Will you transcribe the entries word for word, starting at the line with "the white six-panel" and ending at the line with "left=120, top=229, right=140, bottom=262", both lines included?

**Input data**
++++++++++

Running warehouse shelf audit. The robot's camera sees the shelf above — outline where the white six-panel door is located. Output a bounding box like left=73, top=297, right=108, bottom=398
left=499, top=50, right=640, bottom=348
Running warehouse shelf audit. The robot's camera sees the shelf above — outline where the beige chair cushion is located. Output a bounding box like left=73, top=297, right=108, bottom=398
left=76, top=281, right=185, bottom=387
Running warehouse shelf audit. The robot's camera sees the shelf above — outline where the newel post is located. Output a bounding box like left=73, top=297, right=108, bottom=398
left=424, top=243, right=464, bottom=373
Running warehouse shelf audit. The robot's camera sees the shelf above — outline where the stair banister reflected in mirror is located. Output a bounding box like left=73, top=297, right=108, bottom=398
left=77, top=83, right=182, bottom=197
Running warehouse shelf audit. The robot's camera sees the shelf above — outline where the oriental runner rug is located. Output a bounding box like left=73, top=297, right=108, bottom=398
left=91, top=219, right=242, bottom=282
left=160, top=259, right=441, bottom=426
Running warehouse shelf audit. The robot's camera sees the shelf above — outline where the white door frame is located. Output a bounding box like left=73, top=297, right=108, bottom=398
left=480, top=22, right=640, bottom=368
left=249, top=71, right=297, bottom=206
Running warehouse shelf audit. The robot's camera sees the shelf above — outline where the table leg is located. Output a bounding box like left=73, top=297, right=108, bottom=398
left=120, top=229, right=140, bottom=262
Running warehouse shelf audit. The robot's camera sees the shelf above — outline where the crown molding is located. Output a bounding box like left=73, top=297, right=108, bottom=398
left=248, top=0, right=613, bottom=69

++++++++++

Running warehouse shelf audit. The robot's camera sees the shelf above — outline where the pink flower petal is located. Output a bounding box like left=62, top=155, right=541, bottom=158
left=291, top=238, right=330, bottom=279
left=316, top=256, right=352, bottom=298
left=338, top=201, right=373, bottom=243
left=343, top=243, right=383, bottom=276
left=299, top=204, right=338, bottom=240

++++++++++

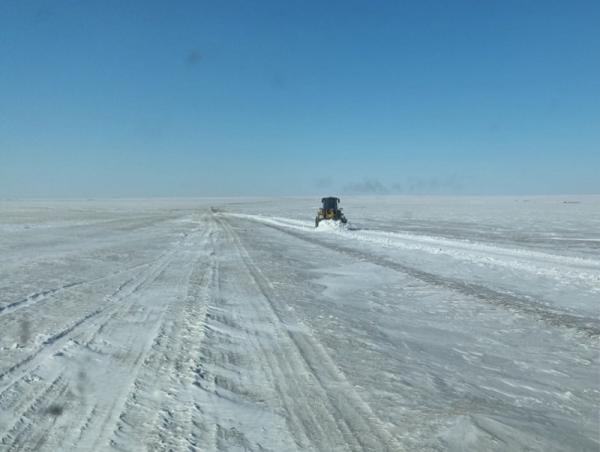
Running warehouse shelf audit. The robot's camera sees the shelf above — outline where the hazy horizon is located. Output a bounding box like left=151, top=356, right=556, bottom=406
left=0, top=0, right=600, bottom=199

++++++++++

**Response for this exercise**
Running warehouse shelf audit. The robot's camera sees the shelf above — outline where the white six-panel door is located. Output a bounding box like left=73, top=297, right=108, bottom=398
left=499, top=50, right=640, bottom=348
Running warehouse shelf audit. The robot's camera sees the shelf above — outline where the beige chair cushion is located. Output a bounding box like left=73, top=297, right=108, bottom=398
left=76, top=281, right=185, bottom=387
Running warehouse shelf audit. The robot's camera sees the shelf above — outline where the newel post is located. Output a bounding box like left=73, top=297, right=108, bottom=398
left=424, top=243, right=464, bottom=373
Running warehouse shelf audit. The robot's camera sees the shelf above — outline where the stair banister reflected in mirror is located. Output a bounding box like left=73, top=297, right=108, bottom=398
left=77, top=83, right=182, bottom=197
Running warehouse shelf audit. The robot's camera sees the shelf above — outline where the oriental runner rug is located. Output a bounding box like left=73, top=297, right=108, bottom=398
left=91, top=219, right=242, bottom=282
left=160, top=259, right=441, bottom=426
Running warehouse shelf audit. The robot's camera sees the shelf above — outline where the white door frame is located. Output a bounding box like left=73, top=297, right=108, bottom=398
left=480, top=22, right=640, bottom=368
left=249, top=71, right=297, bottom=206
Running warehouse shelf audit. The robot's camera sees the shelf above — outline where the table leg is located. Output a bounding box like left=73, top=297, right=108, bottom=398
left=120, top=229, right=140, bottom=262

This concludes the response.